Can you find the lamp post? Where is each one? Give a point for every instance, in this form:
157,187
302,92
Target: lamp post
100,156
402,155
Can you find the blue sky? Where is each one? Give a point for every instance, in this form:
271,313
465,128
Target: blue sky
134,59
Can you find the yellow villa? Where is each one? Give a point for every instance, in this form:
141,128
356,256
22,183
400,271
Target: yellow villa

________________

(WORK TASK) Output the data in full, precisely as it appears above.

(EXERCISE OUTPUT)
Can you find the lamp post? Where is each one? Give a point for every instance, in this form:
157,187
302,92
Target: lamp post
100,156
402,155
Can you find the blue sky? Where is each one? Give a point for every instance, in this form:
271,313
465,128
Target: blue sky
134,59
Can you find the yellow villa? Where is each one? Give a point for every instance, in this form:
141,128
356,256
22,183
400,271
Target: yellow villa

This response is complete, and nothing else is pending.